## Source data
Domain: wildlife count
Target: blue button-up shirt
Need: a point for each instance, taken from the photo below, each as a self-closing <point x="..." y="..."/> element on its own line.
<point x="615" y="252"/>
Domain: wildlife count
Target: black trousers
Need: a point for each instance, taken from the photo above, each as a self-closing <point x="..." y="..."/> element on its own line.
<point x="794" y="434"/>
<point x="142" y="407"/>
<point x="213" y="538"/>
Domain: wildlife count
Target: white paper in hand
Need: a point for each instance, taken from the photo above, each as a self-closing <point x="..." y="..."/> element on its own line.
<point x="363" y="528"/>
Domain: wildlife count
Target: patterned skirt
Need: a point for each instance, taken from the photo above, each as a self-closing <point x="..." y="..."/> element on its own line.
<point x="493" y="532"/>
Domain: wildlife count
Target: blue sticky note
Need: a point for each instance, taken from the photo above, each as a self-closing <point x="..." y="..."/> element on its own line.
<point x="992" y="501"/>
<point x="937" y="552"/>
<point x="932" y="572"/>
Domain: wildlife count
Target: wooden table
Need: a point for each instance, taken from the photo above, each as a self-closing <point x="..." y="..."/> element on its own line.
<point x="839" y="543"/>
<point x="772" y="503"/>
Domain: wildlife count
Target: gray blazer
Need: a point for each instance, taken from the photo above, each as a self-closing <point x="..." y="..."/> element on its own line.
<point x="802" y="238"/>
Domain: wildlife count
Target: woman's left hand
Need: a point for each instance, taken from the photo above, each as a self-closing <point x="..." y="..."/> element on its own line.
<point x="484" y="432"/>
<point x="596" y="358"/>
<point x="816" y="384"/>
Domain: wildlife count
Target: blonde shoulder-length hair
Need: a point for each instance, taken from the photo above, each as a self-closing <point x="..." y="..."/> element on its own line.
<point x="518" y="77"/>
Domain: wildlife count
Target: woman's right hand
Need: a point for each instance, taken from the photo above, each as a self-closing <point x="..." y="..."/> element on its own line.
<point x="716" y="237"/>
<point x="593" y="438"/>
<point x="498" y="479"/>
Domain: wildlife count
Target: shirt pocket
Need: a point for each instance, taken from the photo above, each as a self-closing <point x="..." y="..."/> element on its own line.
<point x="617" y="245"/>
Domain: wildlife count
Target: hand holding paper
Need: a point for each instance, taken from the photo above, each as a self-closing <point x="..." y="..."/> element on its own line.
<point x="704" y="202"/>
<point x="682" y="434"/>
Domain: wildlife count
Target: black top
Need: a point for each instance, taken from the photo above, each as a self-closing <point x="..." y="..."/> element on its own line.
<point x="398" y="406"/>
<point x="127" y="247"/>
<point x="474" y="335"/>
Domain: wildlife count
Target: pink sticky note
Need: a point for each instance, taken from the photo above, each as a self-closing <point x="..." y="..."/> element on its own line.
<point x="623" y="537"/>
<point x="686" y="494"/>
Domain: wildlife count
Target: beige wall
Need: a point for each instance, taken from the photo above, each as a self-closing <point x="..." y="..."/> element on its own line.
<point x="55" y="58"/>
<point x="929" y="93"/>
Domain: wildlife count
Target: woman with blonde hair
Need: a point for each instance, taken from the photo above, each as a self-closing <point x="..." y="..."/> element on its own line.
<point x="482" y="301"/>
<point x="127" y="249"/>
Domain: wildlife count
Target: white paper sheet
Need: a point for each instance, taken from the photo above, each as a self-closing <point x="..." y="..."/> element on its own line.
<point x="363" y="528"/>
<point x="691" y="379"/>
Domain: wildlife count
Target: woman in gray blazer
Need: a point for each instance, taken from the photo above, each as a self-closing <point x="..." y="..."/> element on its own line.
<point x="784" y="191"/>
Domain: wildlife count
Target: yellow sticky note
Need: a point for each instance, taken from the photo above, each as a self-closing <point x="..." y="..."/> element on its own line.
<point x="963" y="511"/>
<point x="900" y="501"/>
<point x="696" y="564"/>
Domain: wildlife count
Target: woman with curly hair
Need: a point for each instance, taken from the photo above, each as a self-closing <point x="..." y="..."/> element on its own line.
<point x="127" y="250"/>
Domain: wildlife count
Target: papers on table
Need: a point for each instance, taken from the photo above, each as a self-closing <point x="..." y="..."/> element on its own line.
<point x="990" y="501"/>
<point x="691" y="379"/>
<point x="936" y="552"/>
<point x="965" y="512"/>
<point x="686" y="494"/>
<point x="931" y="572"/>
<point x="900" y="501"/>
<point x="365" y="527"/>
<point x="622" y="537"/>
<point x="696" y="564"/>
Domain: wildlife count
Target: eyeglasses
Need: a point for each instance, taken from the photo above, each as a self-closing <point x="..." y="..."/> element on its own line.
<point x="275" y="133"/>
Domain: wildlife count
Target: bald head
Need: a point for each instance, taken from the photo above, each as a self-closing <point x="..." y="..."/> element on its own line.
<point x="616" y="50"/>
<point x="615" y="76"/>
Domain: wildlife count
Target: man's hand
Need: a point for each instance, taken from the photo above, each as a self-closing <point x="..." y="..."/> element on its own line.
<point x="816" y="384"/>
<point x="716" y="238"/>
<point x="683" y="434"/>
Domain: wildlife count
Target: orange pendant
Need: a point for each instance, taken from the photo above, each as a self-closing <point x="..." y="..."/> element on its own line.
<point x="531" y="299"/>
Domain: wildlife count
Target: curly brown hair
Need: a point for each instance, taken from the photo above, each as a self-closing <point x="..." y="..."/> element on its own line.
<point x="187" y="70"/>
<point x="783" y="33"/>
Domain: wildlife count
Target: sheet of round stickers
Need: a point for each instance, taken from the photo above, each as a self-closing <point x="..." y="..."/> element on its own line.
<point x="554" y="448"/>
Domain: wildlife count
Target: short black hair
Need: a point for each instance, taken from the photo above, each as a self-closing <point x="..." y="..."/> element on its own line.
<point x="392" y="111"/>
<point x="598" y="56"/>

## What the task asks
With the first line of the records as the start and the line holding "Target: woman's left hand" as the end, please copy exactly those lines and no others.

## Result
Domain: wildlife count
Target: blue button-up shirt
Need: a point for each instance, taken from the photo below, each as a self-closing <point x="..." y="..."/> element on its own line.
<point x="615" y="252"/>
Domain: wildlife count
Target: black trousers
Need: a point for each instance, taken from the photo above, each as a self-closing <point x="..." y="..."/> element on its own line.
<point x="794" y="434"/>
<point x="142" y="407"/>
<point x="213" y="538"/>
Domain: wildlife count
Target: white paper in hand
Need: a point for each instance, taken from the photo above, each as a self-closing <point x="..." y="..."/> element on its own line.
<point x="363" y="528"/>
Domain: wildlife count
Target: patterned skirt
Need: a point for each instance, taken from the photo above, each as a self-closing <point x="..." y="..."/> element on its own line.
<point x="493" y="532"/>
Domain: wildlife count
Target: blue sticky note
Need: a point for each instance, taken from the photo above, each as a self-closing <point x="..." y="..."/> element on its own line.
<point x="992" y="501"/>
<point x="937" y="552"/>
<point x="932" y="572"/>
Domain: wildlife count
Target: wooden table
Need: a point for each instance, taken from the photo above, each as a self-closing <point x="..." y="..."/> element on its own line.
<point x="839" y="543"/>
<point x="772" y="503"/>
Domain: wildlife count
Target: gray blazer
Need: a point for each instance, taken from the photo above, each as a self-closing <point x="..." y="..."/> element on its own line.
<point x="802" y="238"/>
Domain: wildlife count
Target: woman's left hand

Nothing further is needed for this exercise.